Troubleshooting and debugging#

These sections describe a few common and useful tips for troubleshooting our infrastructure.

Roll back (revert) a helm deploy#

Sometimes it is useful to simply revert a Kubernetes deployment with Helm. For example, if you’ve manually deployed something via helm upgrade, and notice that something is wrong with our deployment.

Note

Ideally, this would have happened automatically via CI/CD, but sometimes a manual deploy is still necessary!

If you’d simply like to revert back to the state of the Kubernetes infrastructure from before you ran helm install, try the following commands:

  • Get the deployment name and revision number for the latest deploy. To do so, run this command:

    helm list --namespace {{NAMESPACE}}
    
  • Roll back the deployment to the previous revision, using the information output from the above command:

    helm rollback --namespace {{NAMESPACE}} {{DEPLOYMENT_NAME}} {{REV_NUM - 1}}
    

    The {{REV_NUM - 1}} simply means “deploy the previous revision number”. Usually, NAMESPACE and DEPLOYMENT_NAME are identical, but always best to double check.

This should revert the Helm deployment to the previous revision (the one just before you ran helm upgrade).

** OBJECTIVES **
[1] Name every distinct helm subcommand mentioned in the troubleshooting page, each once, such as the word right after "helm".
[2] Print the passage of the troubleshooting page from "helm rollback --namespace" up to and including "to double check.".

** DATA **
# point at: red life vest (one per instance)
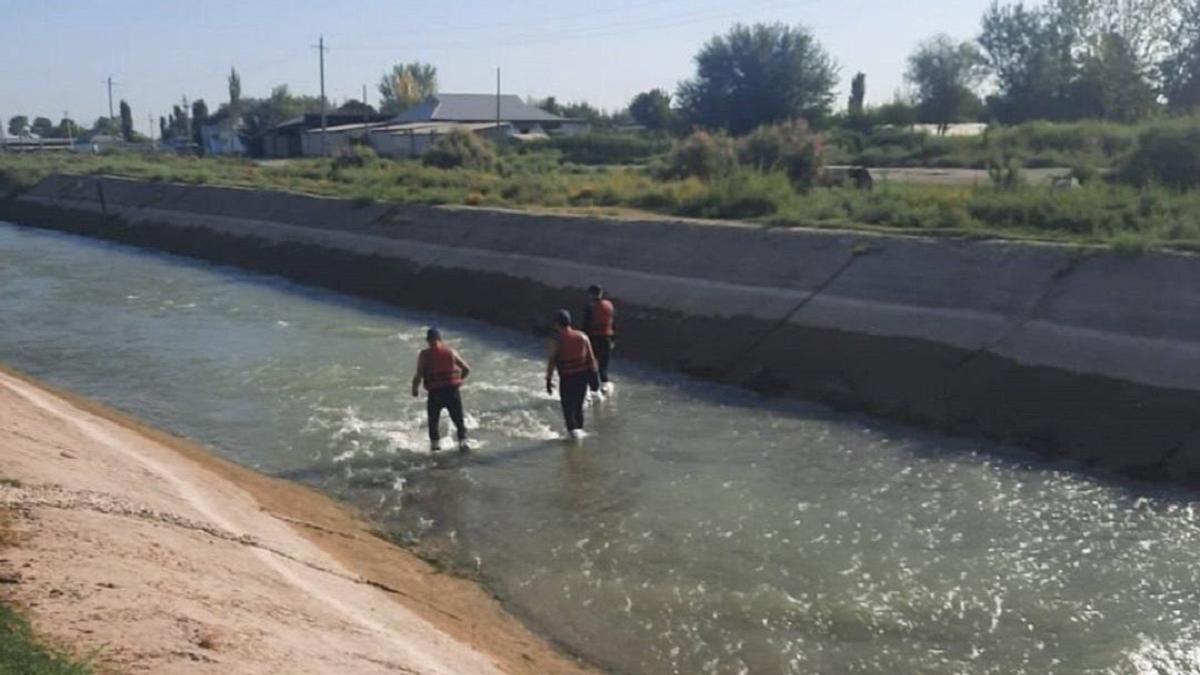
(439, 369)
(574, 353)
(601, 324)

** OUTPUTS BY TASK **
[1] upgrade, install, list, rollback

[2]
helm rollback --namespace {{NAMESPACE}} {{DEPLOYMENT_NAME}} {{REV_NUM - 1}}
    

    The {{REV_NUM - 1}} simply means “deploy the previous revision number”. Usually, NAMESPACE and DEPLOYMENT_NAME are identical, but always best to double check.